[Exercise aim] Each record below must be returned exactly, with no line left out.
---------- Material to process ----------
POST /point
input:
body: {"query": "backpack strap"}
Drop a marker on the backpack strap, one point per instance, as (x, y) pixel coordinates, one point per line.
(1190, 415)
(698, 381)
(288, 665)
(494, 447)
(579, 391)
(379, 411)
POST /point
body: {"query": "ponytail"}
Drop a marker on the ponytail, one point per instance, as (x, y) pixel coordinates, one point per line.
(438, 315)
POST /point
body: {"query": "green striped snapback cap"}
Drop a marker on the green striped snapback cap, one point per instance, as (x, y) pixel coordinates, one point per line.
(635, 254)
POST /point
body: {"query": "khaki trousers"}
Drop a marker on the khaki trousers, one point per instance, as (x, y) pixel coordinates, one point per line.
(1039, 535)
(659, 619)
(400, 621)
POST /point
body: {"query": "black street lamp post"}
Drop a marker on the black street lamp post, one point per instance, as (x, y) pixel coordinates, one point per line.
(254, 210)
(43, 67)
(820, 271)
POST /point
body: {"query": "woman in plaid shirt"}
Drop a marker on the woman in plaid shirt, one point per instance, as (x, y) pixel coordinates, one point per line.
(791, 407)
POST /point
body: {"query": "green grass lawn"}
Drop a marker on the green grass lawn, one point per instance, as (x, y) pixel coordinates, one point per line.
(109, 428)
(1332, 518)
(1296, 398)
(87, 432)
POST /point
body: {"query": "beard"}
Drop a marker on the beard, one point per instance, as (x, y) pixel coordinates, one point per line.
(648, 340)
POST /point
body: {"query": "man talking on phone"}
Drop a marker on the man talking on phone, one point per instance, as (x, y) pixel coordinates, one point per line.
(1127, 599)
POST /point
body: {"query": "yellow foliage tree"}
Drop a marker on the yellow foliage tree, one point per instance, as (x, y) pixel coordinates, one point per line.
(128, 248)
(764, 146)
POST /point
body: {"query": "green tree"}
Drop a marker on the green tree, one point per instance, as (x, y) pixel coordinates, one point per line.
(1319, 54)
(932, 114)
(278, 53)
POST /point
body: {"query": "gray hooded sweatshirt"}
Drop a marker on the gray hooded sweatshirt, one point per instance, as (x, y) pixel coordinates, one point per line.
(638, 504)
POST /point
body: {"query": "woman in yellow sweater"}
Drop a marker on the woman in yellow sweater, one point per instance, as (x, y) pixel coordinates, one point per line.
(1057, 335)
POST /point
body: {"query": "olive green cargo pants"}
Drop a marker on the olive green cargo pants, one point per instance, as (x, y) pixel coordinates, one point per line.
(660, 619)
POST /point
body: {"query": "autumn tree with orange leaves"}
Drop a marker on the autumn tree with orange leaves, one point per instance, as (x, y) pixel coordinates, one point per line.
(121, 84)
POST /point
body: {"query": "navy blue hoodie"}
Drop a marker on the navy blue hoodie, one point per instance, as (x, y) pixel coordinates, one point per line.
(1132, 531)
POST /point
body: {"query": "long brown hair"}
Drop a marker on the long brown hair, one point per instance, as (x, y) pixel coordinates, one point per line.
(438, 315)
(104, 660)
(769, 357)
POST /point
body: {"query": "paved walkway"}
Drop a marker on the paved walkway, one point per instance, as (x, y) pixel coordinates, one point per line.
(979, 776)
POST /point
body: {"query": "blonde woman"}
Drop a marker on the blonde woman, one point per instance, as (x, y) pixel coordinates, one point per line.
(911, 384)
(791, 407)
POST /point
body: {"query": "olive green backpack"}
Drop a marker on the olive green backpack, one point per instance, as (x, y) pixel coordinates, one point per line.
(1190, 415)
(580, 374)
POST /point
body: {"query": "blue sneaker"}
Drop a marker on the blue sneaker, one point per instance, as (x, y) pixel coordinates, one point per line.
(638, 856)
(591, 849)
----------
[Written response]
POST /point
input:
body: {"query": "backpack strap"}
Drop a marker on the backpack strap, one point per instance, as (x, y) pixel coordinates, one point per line.
(1190, 415)
(698, 381)
(288, 665)
(494, 447)
(579, 391)
(379, 411)
POST /point
body: {"query": "ponytail"}
Drop a marker on the ponytail, one point per instance, as (x, y) pixel coordinates, one point per line.
(438, 315)
POST /point
body: {"query": "green striped snapback cap"}
Drop a marker on the green striped snapback cap, one point per instance, as (x, y) pixel coordinates, one point per line.
(635, 254)
POST /point
body: {"query": "khaki trousers"}
Drop a marker on the khaki trousers, one point per instance, as (x, y) pixel coordinates, one point per line.
(1039, 535)
(659, 619)
(400, 621)
POST /point
body: {"query": "black street lamp post"}
Drop a marker on the black street lamp post, one point per instance, as (x, y) pixel coordinates, one point per line.
(254, 210)
(43, 67)
(820, 271)
POST /point
body: {"query": "woman in plaid shirt"}
Drop a marker on the woman in plaid shirt, one point per instance, as (x, y) pixel coordinates, one point per line.
(791, 407)
POST /point
body: {"query": "green grass lawn"}
Drop a marker on the green grass lawn, one point per instance, as (x, y) pixel coordinates, one point per line.
(109, 428)
(1332, 518)
(1296, 398)
(87, 432)
POST /point
body: {"query": "beard"}
Drop a marker on the beard, one point per instance, as (x, y) pixel coordinates, one point per line.
(648, 340)
POST /point
body: {"query": "man talking on phone"}
Drop a marker on the man talking on phone, one point per instance, as (x, y) pixel coordinates, one point per line.
(1127, 599)
POST /point
body: {"query": "yellow foliage tree"}
Drop a marker on the yellow foliage tree, one point per instance, as (x, y) pixel coordinates, one point per line.
(128, 248)
(764, 146)
POST /point
body: {"query": "green tree"}
Drop a marker on the green tree, one point per instance, as (x, y) pixel coordinates, one point per line.
(1319, 54)
(932, 114)
(278, 53)
POST /point
body: {"query": "gray hooded sweatshirt"}
Drop a marker on the gray hooded sweatshirt, one point per instance, as (x, y) pixel coordinates, one point per line.
(638, 504)
POST /point
body: {"query": "woman in yellow sweater"}
Drop a marker on the woman in yellow sweater, one point per instance, as (x, y) pixel coordinates, one point per line.
(1057, 335)
POST /point
body: {"query": "olive green cargo pants"}
Drop a marker on the olive green cargo pants, one point per instance, as (x, y) pixel coordinates, one point per line.
(660, 619)
POST /point
body: {"query": "autumn tree with orange leaves"}
Drop a marker on the autumn tree with orange leaves, one point per instance, as (x, y) pixel coordinates, one point per line.
(121, 84)
POST /point
body: {"query": "navy blue hoodie"}
Drop a marker on the navy blue hoodie, one point per instance, as (x, y) pixel coordinates, one point per line.
(1132, 531)
POST /point
body: {"query": "long brown hair"}
Drop a marker on the long brown hair, one point per instance, as (x, y) pixel coordinates, one point per line.
(438, 315)
(104, 660)
(769, 357)
POST /point
body: {"query": "paved walkway"}
Drop a marker on the paved walkway, one point per instance, as (x, y) pixel coordinates, one point per line.
(979, 776)
POST /point
body: {"query": "blonde woman"}
Drop a marker on the blonde woman, one point per instance, as (x, y) pixel coordinates, one point per line.
(911, 384)
(791, 407)
POST /point
body: {"query": "olive green backpack"}
Drop a marker on the olive green backpack, one point per instance, as (x, y) pixel coordinates, one point per line.
(1190, 415)
(580, 374)
POST /point
body: {"query": "blue sneaker"}
Drop a marker on the blue sneaker, one point per instance, as (x, y) pixel coordinates, one point per line.
(638, 856)
(591, 849)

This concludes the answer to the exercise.